== Data supplied ==
───

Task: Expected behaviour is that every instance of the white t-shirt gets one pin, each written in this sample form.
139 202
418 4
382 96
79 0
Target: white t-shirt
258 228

───

== Activity ==
Go through the listing and copy all of it exactly.

== Answer box ==
Task: Expected behaviour is that every instance of the white t-shirt gets one pin, each written in this sample form.
139 202
418 4
382 96
79 0
Target: white t-shirt
258 228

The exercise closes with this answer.